Pointing dataset records:
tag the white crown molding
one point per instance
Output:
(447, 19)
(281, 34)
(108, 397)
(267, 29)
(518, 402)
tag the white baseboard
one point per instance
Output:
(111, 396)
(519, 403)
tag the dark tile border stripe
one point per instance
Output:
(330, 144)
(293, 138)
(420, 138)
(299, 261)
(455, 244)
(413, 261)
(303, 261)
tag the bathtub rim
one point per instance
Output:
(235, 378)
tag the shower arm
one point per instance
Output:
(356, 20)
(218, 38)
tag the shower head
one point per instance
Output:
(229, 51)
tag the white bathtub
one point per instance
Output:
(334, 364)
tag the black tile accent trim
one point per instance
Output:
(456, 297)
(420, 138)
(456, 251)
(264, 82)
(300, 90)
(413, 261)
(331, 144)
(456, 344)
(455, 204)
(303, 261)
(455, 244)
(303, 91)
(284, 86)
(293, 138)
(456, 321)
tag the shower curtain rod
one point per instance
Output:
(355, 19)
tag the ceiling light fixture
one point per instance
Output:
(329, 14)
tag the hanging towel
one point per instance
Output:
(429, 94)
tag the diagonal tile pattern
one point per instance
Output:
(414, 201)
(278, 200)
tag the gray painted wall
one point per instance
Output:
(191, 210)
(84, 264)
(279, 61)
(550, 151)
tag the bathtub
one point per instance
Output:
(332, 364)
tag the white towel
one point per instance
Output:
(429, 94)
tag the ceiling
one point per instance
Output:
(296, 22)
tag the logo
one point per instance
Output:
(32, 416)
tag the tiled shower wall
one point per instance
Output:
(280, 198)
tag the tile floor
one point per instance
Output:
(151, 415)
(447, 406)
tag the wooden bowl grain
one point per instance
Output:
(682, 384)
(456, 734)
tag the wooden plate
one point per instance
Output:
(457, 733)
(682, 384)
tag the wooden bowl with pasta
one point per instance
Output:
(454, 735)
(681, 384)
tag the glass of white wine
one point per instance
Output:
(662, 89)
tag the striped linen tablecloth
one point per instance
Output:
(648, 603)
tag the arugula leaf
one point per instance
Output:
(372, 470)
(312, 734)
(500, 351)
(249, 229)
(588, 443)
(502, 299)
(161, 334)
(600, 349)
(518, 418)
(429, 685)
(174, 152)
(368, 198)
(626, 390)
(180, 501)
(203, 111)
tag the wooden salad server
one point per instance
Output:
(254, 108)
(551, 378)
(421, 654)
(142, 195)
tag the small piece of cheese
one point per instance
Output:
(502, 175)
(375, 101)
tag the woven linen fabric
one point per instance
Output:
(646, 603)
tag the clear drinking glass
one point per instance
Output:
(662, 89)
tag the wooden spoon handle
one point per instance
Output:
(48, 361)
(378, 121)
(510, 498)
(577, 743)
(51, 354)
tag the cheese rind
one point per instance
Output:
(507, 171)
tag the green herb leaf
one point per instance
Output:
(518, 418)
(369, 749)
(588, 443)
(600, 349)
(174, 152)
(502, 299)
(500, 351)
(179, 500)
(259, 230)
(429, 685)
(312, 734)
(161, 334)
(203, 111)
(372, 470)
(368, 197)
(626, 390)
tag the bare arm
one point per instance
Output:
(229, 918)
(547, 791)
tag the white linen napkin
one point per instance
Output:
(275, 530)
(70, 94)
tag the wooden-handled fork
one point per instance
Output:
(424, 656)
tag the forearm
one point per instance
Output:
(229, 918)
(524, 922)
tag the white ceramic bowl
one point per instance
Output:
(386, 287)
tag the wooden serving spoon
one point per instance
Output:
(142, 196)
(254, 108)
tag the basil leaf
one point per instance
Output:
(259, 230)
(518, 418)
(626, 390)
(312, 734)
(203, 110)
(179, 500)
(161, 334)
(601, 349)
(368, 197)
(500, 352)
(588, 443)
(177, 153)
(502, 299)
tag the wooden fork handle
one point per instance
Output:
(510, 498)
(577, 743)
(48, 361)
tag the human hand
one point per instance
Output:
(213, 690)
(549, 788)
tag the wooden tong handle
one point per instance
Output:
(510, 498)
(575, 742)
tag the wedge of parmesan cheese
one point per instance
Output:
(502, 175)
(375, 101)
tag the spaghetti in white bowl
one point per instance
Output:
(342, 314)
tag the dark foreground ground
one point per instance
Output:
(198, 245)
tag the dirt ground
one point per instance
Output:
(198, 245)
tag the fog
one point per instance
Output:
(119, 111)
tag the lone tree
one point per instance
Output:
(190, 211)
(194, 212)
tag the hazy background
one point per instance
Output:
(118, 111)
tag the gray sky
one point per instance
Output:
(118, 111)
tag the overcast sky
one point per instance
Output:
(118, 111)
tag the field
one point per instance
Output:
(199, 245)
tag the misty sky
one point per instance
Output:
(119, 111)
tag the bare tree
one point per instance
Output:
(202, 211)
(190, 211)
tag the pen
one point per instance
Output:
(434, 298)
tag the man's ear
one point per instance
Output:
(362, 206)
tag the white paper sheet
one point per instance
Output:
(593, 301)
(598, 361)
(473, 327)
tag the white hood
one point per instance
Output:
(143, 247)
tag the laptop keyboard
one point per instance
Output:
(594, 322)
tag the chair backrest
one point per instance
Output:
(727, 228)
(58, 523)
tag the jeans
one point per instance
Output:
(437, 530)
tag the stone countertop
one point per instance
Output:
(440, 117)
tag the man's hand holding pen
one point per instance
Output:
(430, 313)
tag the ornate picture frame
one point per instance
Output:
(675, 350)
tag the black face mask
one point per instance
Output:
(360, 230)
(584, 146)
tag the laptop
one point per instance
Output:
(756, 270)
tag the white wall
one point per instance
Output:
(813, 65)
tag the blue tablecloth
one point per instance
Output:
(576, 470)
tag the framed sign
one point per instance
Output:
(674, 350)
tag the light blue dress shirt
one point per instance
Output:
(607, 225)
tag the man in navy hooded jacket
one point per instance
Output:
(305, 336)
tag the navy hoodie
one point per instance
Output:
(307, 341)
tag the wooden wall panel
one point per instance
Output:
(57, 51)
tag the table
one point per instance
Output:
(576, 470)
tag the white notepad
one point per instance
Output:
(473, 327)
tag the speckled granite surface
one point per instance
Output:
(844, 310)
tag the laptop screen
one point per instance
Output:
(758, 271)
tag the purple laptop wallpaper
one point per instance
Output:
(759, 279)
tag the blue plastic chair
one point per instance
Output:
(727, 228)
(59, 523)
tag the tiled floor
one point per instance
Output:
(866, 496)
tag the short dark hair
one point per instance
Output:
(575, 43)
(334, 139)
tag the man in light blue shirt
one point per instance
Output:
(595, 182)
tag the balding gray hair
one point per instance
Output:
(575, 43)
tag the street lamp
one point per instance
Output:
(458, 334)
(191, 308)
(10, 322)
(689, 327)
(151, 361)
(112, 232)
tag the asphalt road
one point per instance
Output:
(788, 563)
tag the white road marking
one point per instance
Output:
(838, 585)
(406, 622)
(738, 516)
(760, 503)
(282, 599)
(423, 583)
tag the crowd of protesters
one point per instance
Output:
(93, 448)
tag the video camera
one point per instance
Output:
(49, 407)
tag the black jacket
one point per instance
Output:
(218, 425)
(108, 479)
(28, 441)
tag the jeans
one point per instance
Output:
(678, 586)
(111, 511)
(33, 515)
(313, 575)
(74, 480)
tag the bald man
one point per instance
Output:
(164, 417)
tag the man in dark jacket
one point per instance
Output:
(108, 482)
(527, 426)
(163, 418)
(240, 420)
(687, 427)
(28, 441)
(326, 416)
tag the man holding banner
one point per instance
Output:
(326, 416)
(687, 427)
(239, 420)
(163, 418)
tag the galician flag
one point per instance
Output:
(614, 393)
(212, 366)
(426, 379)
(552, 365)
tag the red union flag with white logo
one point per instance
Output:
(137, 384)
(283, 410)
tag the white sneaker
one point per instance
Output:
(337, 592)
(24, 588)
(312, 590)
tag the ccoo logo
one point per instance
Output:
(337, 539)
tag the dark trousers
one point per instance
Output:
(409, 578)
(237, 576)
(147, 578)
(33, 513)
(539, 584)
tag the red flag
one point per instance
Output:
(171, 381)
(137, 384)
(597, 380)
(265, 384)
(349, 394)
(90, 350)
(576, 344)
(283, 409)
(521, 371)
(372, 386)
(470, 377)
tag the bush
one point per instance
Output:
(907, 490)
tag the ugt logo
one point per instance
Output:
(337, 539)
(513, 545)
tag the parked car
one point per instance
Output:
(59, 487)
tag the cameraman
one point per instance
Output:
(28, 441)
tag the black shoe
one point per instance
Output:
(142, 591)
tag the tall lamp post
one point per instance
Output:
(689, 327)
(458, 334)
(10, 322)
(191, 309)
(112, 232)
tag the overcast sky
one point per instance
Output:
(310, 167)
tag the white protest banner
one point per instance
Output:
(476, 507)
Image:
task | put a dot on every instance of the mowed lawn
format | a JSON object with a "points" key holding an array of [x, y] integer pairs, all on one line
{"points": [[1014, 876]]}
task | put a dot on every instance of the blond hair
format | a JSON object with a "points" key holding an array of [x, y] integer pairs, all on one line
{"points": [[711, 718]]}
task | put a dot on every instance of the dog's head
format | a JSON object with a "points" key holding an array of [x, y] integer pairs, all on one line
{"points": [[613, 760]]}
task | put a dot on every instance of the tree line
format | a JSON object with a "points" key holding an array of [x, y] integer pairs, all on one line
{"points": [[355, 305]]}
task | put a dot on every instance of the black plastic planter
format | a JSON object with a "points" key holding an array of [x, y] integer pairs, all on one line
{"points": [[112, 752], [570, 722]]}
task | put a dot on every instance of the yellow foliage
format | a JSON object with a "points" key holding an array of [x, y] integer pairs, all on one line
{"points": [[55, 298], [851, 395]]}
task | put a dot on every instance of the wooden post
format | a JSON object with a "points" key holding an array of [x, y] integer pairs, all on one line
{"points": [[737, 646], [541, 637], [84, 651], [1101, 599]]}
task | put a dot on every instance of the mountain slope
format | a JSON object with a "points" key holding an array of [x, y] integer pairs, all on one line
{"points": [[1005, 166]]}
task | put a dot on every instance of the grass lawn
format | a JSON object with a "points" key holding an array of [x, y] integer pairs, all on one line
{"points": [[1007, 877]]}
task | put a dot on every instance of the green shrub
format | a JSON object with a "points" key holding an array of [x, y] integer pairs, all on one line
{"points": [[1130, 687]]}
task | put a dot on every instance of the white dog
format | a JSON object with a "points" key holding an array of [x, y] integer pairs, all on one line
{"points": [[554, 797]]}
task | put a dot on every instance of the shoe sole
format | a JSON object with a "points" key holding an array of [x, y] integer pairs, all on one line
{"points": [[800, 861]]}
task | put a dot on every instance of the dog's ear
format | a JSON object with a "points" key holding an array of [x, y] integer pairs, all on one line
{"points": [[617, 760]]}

*Brief*: Copy out the lines of the material from the one containing "task | put a dot on every instance of the shoe" through the end of the material, both included, exactly as they appear.

*Solution for this exercise*:
task | put a dot on every instance of the shoe sole
format | a JSON object with a "points" key holding an array of [x, y] integer pairs, all on one line
{"points": [[800, 861]]}
task | put a dot on every instance of the dog's ear
format | a JSON object with a "points" key holding an array of [x, y] integer pairs, all on one line
{"points": [[617, 760]]}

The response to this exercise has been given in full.